═══ Information provided

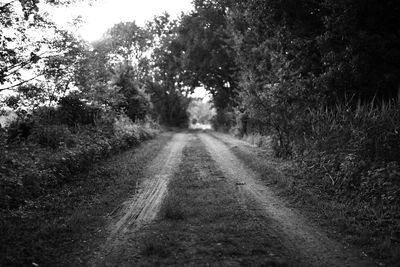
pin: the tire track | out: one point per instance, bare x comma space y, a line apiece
306, 242
143, 207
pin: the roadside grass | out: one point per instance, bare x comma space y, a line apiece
63, 227
202, 222
343, 219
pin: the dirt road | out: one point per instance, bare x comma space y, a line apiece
199, 205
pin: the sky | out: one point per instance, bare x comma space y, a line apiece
103, 14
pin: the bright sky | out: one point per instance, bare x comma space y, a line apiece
103, 14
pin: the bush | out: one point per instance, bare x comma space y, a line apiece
72, 111
52, 136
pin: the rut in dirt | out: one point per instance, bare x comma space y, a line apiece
144, 205
306, 242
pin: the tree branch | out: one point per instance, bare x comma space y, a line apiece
19, 84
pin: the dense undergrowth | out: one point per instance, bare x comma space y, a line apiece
43, 151
349, 159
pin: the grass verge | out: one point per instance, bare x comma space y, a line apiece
343, 219
205, 222
62, 227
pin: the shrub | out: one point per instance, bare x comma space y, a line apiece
72, 111
52, 136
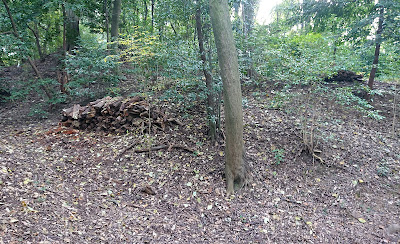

══════

Exercise brief
Recast the stretch of the listing above from the line containing "pin: the shrub" through the end of the listing as a numbered list, skipping blank lines and leaving out the pictures.

Solution for this exercise
1. pin: the shrub | out: one point per instance, bare x comma space y, a line apiece
2. 72, 111
3. 52, 136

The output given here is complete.